*Exercise brief*. Can you convert the records below into a two-column CSV with the headers "query" and "outline", one row per record? Put each record's full text under "query" and its answer under "outline", with each value in a single quoted field and any line breaks replaced by spaces.

*Records shown*.

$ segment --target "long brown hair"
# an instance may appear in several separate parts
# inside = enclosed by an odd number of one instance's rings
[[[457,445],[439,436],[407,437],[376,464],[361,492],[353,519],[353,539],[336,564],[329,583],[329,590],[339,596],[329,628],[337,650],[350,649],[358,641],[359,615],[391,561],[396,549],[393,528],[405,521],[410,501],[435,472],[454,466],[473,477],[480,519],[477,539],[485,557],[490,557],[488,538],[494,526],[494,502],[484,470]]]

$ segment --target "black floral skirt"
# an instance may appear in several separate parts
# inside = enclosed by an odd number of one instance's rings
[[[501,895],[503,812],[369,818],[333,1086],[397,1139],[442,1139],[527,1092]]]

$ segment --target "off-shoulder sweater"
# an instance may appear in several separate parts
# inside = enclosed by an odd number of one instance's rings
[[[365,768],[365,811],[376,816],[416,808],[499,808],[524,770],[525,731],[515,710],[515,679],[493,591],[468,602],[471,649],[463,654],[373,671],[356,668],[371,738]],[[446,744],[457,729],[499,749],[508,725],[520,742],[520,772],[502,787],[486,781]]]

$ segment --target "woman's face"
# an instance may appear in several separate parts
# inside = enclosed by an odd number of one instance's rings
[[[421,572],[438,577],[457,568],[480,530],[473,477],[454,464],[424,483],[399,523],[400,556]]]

*Result*.
query,outline
"$ segment --target ""long brown hair"" # an instance may appear in several separate parts # inside = enclosed by an odd number of one instance's rings","[[[457,445],[439,436],[407,437],[376,464],[361,492],[353,519],[353,539],[336,564],[329,583],[329,590],[339,596],[329,628],[337,650],[350,649],[358,641],[359,615],[391,561],[396,549],[393,528],[405,521],[410,501],[435,472],[454,466],[473,477],[480,519],[477,539],[485,557],[490,557],[488,538],[494,526],[494,502],[484,470]]]"
"$ segment --target ""black floral skirt"" # an instance may appear in several separate parts # inside = enclosed by an odd number of one instance's rings","[[[501,895],[503,812],[369,818],[333,1086],[397,1139],[442,1139],[527,1092]]]"
"$ segment --target ""off-shoulder sweater"" # an instance may appear in several separate parts # inside = enclosed by an odd number of one instance's rings","[[[365,768],[365,811],[376,816],[416,808],[499,808],[524,770],[525,731],[515,710],[515,679],[493,591],[468,602],[471,649],[463,654],[373,671],[356,668],[371,738]],[[446,744],[457,729],[499,749],[508,725],[520,742],[520,772],[502,787],[486,781]]]"
"$ segment --target ""woman's face"" # an instance may appear in several separate parts # inside = enclosed by an odd number of one instance's rings","[[[421,572],[438,577],[457,568],[480,530],[473,477],[454,464],[424,483],[399,523],[400,556]]]"